EXERCISE.
Quote all of the data exactly as given. Skip every picture it contains.

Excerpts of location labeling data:
<<<<
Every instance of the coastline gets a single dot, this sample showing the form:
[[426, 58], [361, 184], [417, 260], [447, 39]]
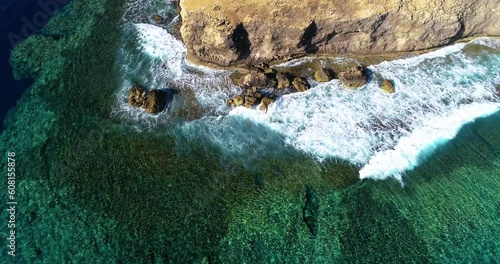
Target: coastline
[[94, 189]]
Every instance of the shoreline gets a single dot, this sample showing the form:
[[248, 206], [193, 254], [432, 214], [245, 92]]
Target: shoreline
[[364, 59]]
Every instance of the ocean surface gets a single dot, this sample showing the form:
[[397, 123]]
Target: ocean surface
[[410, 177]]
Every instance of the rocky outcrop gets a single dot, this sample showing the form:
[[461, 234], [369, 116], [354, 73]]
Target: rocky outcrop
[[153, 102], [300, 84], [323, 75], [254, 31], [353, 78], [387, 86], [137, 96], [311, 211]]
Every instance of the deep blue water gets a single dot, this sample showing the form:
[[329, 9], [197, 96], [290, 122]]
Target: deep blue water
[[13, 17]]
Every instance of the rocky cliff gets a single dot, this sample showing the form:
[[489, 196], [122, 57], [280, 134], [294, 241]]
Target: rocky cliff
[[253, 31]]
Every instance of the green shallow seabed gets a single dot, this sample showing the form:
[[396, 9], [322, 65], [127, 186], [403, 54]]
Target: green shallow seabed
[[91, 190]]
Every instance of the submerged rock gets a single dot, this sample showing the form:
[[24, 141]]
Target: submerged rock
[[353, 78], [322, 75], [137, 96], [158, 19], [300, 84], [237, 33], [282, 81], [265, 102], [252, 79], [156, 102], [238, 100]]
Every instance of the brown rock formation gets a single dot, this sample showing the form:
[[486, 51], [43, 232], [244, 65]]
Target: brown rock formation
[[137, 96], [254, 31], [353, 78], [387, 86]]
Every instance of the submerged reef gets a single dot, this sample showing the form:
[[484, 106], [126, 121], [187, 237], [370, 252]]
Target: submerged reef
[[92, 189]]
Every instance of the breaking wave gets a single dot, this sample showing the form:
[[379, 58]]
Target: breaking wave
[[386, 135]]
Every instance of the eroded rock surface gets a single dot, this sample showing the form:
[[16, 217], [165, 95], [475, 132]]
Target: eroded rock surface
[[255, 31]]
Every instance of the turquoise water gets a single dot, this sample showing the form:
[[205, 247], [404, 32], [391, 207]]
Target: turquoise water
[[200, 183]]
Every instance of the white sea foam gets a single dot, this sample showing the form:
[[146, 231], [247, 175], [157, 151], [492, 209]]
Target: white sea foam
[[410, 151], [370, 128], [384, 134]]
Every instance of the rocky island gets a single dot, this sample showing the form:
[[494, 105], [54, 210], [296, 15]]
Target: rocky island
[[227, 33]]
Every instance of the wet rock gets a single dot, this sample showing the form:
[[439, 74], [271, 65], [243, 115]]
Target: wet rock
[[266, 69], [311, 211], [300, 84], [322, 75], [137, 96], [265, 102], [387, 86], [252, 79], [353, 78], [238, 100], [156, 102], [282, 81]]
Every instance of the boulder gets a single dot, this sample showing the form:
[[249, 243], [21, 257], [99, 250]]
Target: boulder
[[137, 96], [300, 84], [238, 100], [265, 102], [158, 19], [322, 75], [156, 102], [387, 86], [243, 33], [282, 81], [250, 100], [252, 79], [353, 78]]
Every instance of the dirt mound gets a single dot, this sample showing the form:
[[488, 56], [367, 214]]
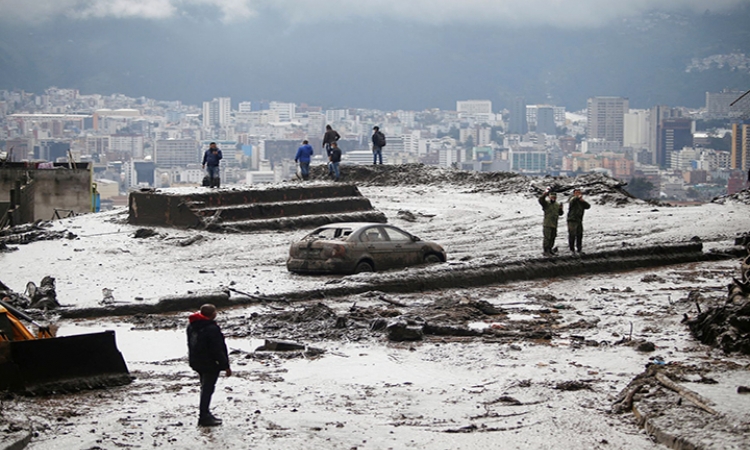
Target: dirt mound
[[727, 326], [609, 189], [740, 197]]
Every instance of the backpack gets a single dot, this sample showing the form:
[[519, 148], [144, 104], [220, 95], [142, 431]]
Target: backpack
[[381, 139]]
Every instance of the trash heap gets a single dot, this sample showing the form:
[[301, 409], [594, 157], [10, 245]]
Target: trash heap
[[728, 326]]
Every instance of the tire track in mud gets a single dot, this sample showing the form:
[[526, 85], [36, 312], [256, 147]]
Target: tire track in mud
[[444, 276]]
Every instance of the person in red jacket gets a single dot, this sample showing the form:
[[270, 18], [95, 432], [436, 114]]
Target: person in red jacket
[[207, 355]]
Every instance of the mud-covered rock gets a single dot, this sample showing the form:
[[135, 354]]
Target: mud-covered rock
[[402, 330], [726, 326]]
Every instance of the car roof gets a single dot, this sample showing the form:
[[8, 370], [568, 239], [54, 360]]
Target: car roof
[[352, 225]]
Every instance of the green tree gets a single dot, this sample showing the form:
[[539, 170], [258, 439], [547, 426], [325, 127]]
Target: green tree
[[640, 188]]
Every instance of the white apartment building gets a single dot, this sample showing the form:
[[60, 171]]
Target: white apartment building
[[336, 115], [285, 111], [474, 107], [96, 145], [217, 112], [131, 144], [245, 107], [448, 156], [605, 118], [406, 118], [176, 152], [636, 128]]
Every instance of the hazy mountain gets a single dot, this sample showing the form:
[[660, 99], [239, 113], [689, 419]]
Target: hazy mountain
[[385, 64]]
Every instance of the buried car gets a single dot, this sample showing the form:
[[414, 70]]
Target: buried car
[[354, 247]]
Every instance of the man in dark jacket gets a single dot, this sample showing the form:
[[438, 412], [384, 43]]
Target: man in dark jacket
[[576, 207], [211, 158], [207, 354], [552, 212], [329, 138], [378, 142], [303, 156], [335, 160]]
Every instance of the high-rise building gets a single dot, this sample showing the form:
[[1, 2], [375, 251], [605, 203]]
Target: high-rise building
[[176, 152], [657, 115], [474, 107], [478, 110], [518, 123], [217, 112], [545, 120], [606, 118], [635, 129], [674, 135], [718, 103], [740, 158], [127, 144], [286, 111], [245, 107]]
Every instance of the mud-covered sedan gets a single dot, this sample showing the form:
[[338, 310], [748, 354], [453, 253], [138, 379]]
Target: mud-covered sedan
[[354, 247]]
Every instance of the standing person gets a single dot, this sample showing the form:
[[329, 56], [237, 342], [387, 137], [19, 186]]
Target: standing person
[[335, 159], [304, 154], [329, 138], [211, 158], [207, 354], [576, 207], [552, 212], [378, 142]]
>>>>
FINAL ANSWER.
Every instance of the coastline gets a single dot, this sample showing the form:
[[426, 58], [361, 184], [417, 260], [447, 39]]
Target: coastline
[[94, 189]]
Every instance of the shoreline gets a single dot, this sample showing the form:
[[248, 206], [193, 254], [432, 214], [245, 92]]
Target: shoreline
[[364, 59]]
Every instance of the ocean surface gets a single dot, this sample showing the form:
[[397, 123]]
Target: ocean surface
[[410, 177]]
Every instance of the rocky outcrop gets a single dot, this sample showing the form:
[[461, 234], [369, 116], [354, 73]]
Target: rocky outcrop
[[153, 102], [300, 84], [323, 75], [254, 31], [353, 78], [387, 86], [137, 96], [311, 211]]
Every instance of the deep blue water gets a single dot, this sample showing the form:
[[329, 9], [197, 96], [290, 122]]
Target: deep blue water
[[13, 17]]
Every instance of the rocky cliff gets a single dot, this sample showing the form:
[[489, 196], [122, 57], [280, 134], [294, 241]]
Target: rocky cliff
[[253, 31]]
Every instance of the green shallow seabed gets a single dot, this sample showing the form:
[[396, 9], [322, 65], [127, 186], [403, 54]]
Target: green shallow seabed
[[91, 190]]
Every instance of the submerged rock gets a single dot, this sample showing the form:
[[24, 141]]
Target: submerged rock
[[353, 78], [322, 75], [137, 96], [158, 19], [300, 84], [237, 33], [282, 81], [265, 102], [252, 79], [156, 102], [238, 100]]
Every instance of the brown rock formation gets a single dot, this sample showing the form:
[[486, 51], [43, 232], [244, 65]]
Target: brown rock formation
[[137, 96], [254, 31], [353, 78], [387, 86]]
Every instance of the submerged reef gets a single dot, this sample showing the form:
[[484, 106], [126, 121], [187, 237], [370, 252]]
Target: submerged reef
[[92, 189]]
Every instance of the breaking wave gets a single dot, this sample showing the form:
[[379, 58]]
Target: breaking wave
[[386, 135]]
Every instance of the eroded rock surface gets a single dot, this sample showing the form:
[[16, 217], [165, 95], [475, 132]]
Target: eroded rock surface
[[255, 31]]
Every instance of the turquoise water gets a single dot, this sample showing the form:
[[205, 247], [404, 32], [391, 207]]
Target: turquoise water
[[200, 183]]
Every instance of the white sea foam gets a single dot, this sample showing the form:
[[146, 231], [247, 175], [157, 151], [492, 209]]
Target: white sea foam
[[410, 151], [370, 128], [384, 134]]
Every instance of the rocky island gets a single dot, this sample showing the form:
[[494, 105], [54, 210], [296, 15]]
Target: rocky island
[[227, 33]]
Every instance of the wet rock gets a single dot, this sample showing the form:
[[439, 74], [271, 65], [243, 115]]
Target: wet rock
[[266, 69], [311, 211], [300, 84], [322, 75], [137, 96], [265, 102], [387, 86], [252, 79], [353, 78], [238, 100], [156, 102], [282, 81]]
Every instance of the boulder gets a single dot, this sample showing the form:
[[249, 243], [21, 257], [99, 250]]
Target: boulder
[[137, 96], [300, 84], [238, 100], [265, 102], [158, 19], [322, 75], [156, 102], [387, 86], [243, 33], [282, 81], [250, 100], [252, 79], [353, 78]]
Every instance of the dirt mound gets a single dot, this sample showing the form:
[[488, 56], [367, 214]]
Target: dirt mound
[[727, 326], [609, 189], [740, 197]]
Every instance of the backpack gets a single dot, this sample showing the form:
[[519, 148], [144, 104], [220, 95], [142, 431]]
Target: backpack
[[381, 139]]
Every instance of the trash heap gets a single dot, this sample showing the form:
[[301, 409], [594, 157], [10, 245]]
Target: trash heap
[[728, 326]]
Every instance of the tire track in mud gets a single dot, this sample showing the form:
[[526, 85], [36, 312], [256, 147]]
Target: tire track in mud
[[444, 276]]
Every instance of the person in red jacket gets a single dot, this sample showing the form:
[[270, 18], [95, 432], [436, 114]]
Target: person in red jacket
[[207, 355]]
Every instance of the mud-covered rock gets a single dot, this sample showing the form:
[[135, 354]]
Target: mud-covered rock
[[402, 330], [726, 326]]
Every instance of the car roof gets a single dot, this sample showing the form:
[[8, 370], [568, 239], [54, 360]]
Target: car roof
[[352, 225]]
Every instance of the green tree gets a single dot, this sample showing the form:
[[539, 170], [258, 439], [547, 426], [325, 127]]
Target: green tree
[[640, 188]]
Every instance of the white apartment building gets a single dot, this sample showing the form:
[[60, 171]]
Target: white apartment building
[[336, 115], [285, 111], [474, 107], [96, 145], [217, 112], [131, 144], [245, 107], [448, 156], [605, 118], [406, 118], [176, 152], [636, 128]]
Every instance of the hazy mountain gets a single dot, this sample showing the form:
[[660, 99], [239, 113], [689, 419]]
Target: hazy mountain
[[385, 64]]
Every instance of the buried car gets a single dot, this sample showing the form:
[[414, 70]]
Target: buried car
[[354, 247]]
Every instance of the man in dark jacket gets a single dot, this sample showing the form:
[[438, 412], [384, 43]]
Target: man in dark jacket
[[576, 207], [211, 158], [207, 354], [552, 212], [329, 138], [378, 142], [303, 156], [335, 160]]
Every instance of the high-rise building gets a single dot, this sample showing the form:
[[1, 2], [375, 251], [605, 203]]
Target: high-rise building
[[176, 152], [657, 115], [474, 107], [478, 110], [518, 123], [217, 112], [545, 120], [606, 118], [635, 129], [674, 135], [718, 103], [740, 158], [127, 144], [286, 111], [245, 107]]
Every instance of the mud-covered sedan gets a single dot, this sample showing the form:
[[338, 310], [748, 354], [453, 253], [138, 379]]
Target: mud-covered sedan
[[354, 247]]
Every instance of the standing person gets a single dot, this sample showing the form:
[[329, 56], [237, 342], [387, 137], [19, 186]]
Target: standing person
[[335, 159], [304, 154], [329, 138], [211, 158], [207, 354], [576, 207], [552, 212], [378, 142]]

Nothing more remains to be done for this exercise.